START Recorded data

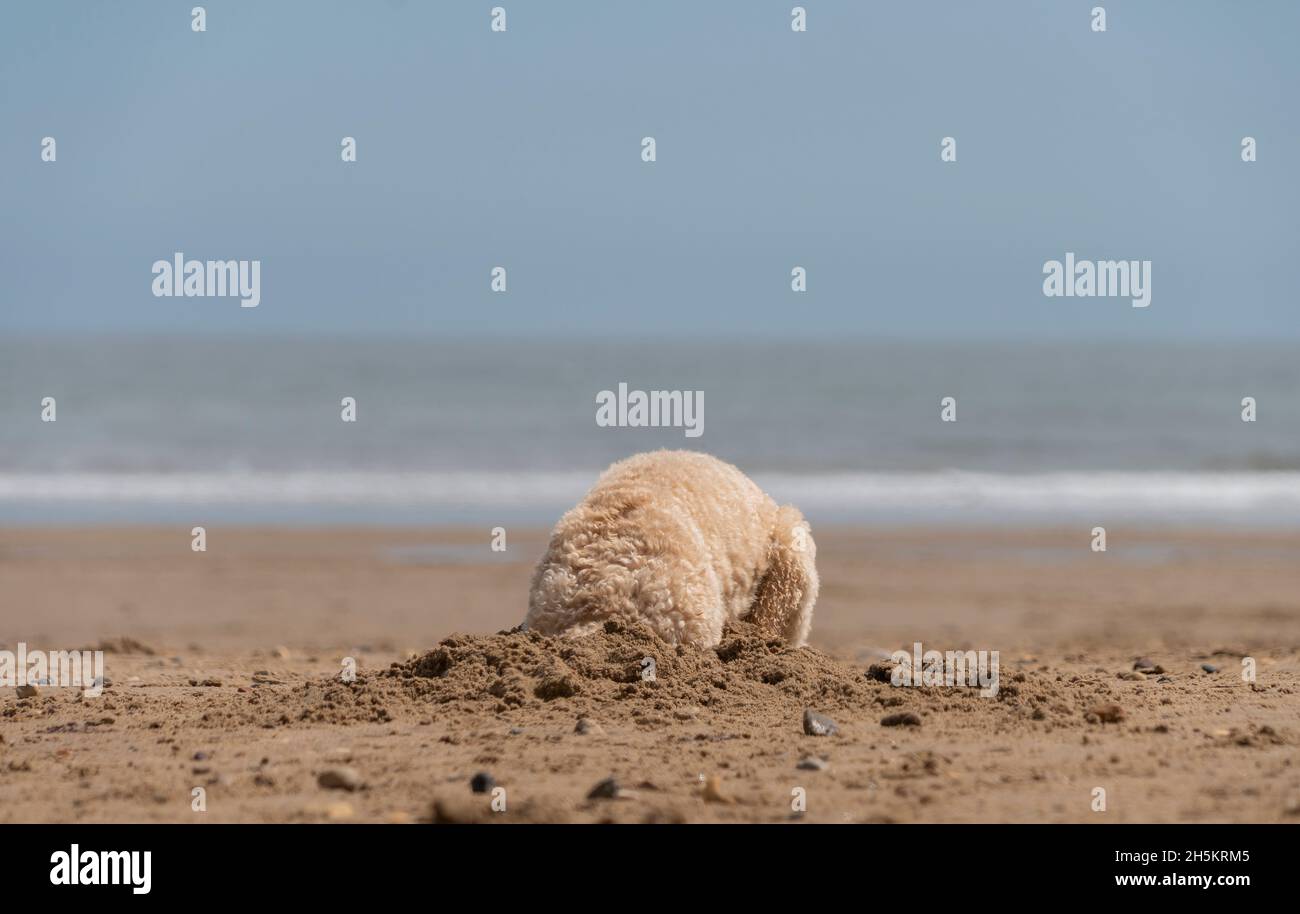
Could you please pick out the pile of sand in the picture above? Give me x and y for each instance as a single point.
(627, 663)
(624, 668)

END Recorded data
START Recorded data

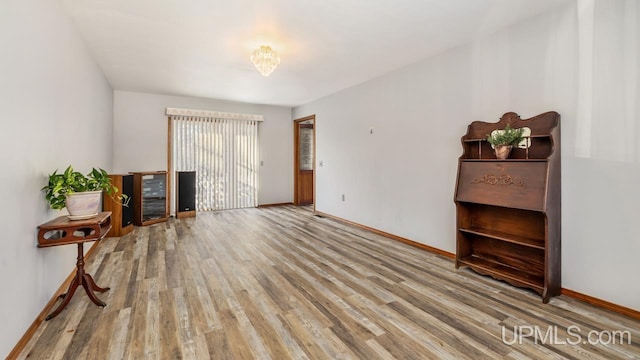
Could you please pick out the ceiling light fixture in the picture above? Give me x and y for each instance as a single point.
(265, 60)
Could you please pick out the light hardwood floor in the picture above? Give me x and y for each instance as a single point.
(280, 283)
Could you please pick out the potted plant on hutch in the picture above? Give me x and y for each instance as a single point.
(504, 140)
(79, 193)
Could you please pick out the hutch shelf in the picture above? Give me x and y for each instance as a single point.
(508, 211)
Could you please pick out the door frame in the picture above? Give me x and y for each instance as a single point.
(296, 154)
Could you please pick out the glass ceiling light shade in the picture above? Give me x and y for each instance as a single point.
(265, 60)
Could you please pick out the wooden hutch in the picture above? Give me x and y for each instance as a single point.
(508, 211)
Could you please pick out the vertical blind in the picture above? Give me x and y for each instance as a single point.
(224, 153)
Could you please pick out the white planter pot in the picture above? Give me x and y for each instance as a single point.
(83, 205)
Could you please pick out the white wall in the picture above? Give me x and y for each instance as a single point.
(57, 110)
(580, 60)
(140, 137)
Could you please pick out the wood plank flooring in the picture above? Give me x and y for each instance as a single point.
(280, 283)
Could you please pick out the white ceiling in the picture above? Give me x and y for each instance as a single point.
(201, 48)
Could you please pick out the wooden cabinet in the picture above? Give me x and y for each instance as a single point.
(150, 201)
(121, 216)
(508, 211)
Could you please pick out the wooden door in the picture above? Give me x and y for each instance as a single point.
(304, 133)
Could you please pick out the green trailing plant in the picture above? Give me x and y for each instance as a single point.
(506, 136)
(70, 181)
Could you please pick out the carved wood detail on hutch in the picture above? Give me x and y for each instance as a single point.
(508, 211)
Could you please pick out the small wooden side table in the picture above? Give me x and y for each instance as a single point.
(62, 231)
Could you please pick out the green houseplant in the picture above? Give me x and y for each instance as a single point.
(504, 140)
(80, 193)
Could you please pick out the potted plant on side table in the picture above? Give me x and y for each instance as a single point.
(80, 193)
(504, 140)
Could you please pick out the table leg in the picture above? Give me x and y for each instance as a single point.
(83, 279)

END Recorded data
START Recorded data

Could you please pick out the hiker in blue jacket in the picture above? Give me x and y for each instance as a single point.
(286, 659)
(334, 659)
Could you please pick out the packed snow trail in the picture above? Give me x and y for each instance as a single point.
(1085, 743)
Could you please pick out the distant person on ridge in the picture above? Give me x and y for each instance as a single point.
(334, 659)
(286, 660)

END Recorded data

Identify every line in the entries above that contains the word "hutch" and copy each such line in full.

- _Reply_
Could you please pick out the potted plant on hutch in the picture above? Give me x and y for each instance as a single point.
Could you please pick out the hutch shelf in the picture above? Give me x and y for each instance as a single point.
Could you please pick out the wooden hutch in the picture above? Give me x and y for each instance as a single point.
Could you please pick out the carved wood detail on hutch in the picture above? Give me x and y for each instance as a single point.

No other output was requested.